**Text extract**
Natural Gas Market Indicators – 501st Edition

Natural Gas Market Summary

Extreme cold is expected in the coming days across much of the northern and eastern U.S. The multi-wave Arctic outbreak is likely to sustain below-normal temperatures across the Central and Eastern U.S., driving up demand for natural gas and electricity. Dr. Ryan Maue of Weather Trader reported that “potentially catastrophic winter weather” could affect much of the eastern U.S. into the weekend, with Saturday temperatures near and below minus 20°F expected across the Midwest and Great Lakes. Looking at market conditions, natural gas supplies this week appear robust, with production up year over year and storage inventories above both year-ago levels and the five-year average. Canadian imports are rising ahead of the cold, even as the Arctic cold arrives first in the north. The Market Indicators team is monitoring these developments closely and will provide updates as conditions evolve and material market impacts emerge.

NGMI 501: Looking to the Future

In the 500th edition of the Natural Gas Market Indicators (NGMI), the Market Indicators team looked back at how the natural gas market has changed over the last twenty years. With the 501st, we look forward: where might the market be headed as it considers issues of reliability, demand growth, LNG markets, energy security, new infrastructure requirements, and more?

This edition relies on two main sources for near-term projections: the U.S. Energy Information Administration (EIA) and Rystad Energy. Annual projections are presented as ranges and midpoints to reflect prevailing expectations. Select monthly charts provide additional detail on near-term projections. As with any projection, these outlooks are subject to change. Unforeseen changes and new information may alter outcomes over time. Nevertheless, today’s expectations offer valuable insight into near-term market sentiment and potential system dynamics.  

Natural Gas Price Projections: Shifting Expectations at the Henry Hub

Henry Hub prices finished 2025 above 2024 levels but within historic averages, yet forecasts for the years ahead are mixed. While near-term expectations have been revised sharply in recent months, longer-term projections indicate widening uncertainty around annual outcomes.

After reaching historic lows in 2024, nominal Henry Hub spot prices averaged $3.53 per MMBtu in 2025, according to the EIA, up about 61 percent from the prior year but within the historic range. The spot price closed the year at $4.26 per MMBtu in December 2025.

In the January 2026 STEO, the EIA forecasts natural gas spot prices to drop this year, cutting the annual average price projection to $3.46 per MMBtu, nearly 14 percent below the prior estimate. In fact, it’s the first forecast for 2026 to show a decline from 2025—each of EIA’s outlooks last year showed spot prices rising from 2025 to 2026. The downward revision in EIA’s 2026 price projection is concentrated in the first quarter of 2026 and reflects expectations for milder winter temperatures, which would reduce heating demand and near-term price pressure. EIA projects monthly spot prices to rise toward the end of 2026, with a projected high of around $4.80 per MMBtu in December 2026, driven by a tightening supply-demand balance.

**Recorded information**
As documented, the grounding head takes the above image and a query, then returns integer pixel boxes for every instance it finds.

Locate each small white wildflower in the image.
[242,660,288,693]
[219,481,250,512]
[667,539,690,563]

==

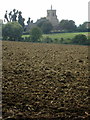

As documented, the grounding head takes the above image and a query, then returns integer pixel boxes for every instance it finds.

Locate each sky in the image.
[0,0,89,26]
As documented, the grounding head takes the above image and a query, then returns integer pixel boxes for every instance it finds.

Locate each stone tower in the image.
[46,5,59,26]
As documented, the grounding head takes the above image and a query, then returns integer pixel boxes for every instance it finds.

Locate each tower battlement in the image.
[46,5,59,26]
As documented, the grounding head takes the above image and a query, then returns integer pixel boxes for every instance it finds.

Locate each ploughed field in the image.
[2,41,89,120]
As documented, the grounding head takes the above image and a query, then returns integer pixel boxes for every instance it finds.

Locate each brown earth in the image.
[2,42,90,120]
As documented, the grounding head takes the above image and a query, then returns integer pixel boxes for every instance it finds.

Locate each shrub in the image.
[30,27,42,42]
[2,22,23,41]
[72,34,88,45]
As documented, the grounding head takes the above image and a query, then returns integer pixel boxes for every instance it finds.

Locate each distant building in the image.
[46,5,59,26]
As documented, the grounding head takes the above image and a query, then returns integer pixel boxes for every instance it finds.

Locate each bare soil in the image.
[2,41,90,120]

**Directives**
**A.** In the natural gas market text, reproduce everything from "Natural Gas Price" down to "in December 2025.", substituting "HH" for each occurrence of "Henry Hub".
**B.** Carry the natural gas market text forward from the point at which it stops.

**Exercise answers**
**A.**
Natural Gas Price Projections: Shifting Expectations at the HH

HH prices finished 2025 above 2024 levels but within historic averages, yet forecasts for the years ahead are mixed. While near-term expectations have been revised sharply in recent months, longer-term projections indicate widening uncertainty around annual outcomes.

After reaching historic lows in 2024, nominal HH spot prices averaged $3.53 per MMBtu in 2025, according to the EIA, up about 61 percent from the prior year but within the historic range. The spot price closed the year at $4.26 per MMBtu in December 2025.

**B.**
By comparison, Rystad Energy’s December 2025 outlook expects an average price of $4.30 per MMBtu for 2026, with 2027 prices largely remaining flat. This corresponds fairly closely to the EIA’s January 2026 STEO projection for 2027 of nearly $4.60 per MMBtu.

Through the end of the decade, projections point to a wider range of possible outcomes rather than a clear directional shift in prices, but annual inflation-adjusted estimates remain under $5 per MMBtu. The projection range widens most notably in 2026, when the spread between the highest and lowest estimates reaches roughly $1.85 per MMBtu, likely reflecting timing differences across the outlooks. Projected annual midpoints beyond 2026 remain relatively stable, hovering near $3.40 per MMBtu in 2027 and gradually rising to about $3.70 per MMBtu in 2030.

Dry Natural Gas Production: Onward and Upward

Across the board, current outlooks expect U.S. dry natural gas production to continue to grow through the end of the decade. While EIA projections point to relatively modest growth over the next two years, Rystad Energy anticipates a more aggressive production ramp through 2027. By December 2027, the gap between outlooks reaches about 5.6 Bcf per day, highlighting growing uncertainty around how quickly supply responds to market conditions. Measured against December 2025 production of roughly 109.5 Bcf per day, Rystad Energy’s outlook implies an increase of about 6.9 percent, compared with a roughly 1.8 percent increase under EIA’s projection. Together, the forecasts suggest that while production is expected to continue rising, the pace of that growth remains uncertain.

U.S. dry natural gas production averaged more than 107 Bcf per day in 2025, reflecting a historically strong supply base. Looking ahead, projections indicate continued growth in domestic production through the end of the decade. While individual outlooks differ on the pace of that increase, the midpoint of projections suggests production in 2030 could be roughly 13 percent higher than 2025 levels at around 121 Bcf per day. Taken together, the forecasts indicate steady expansion rather than a step-change in supply, with growth expected to unfold gradually over the coming years.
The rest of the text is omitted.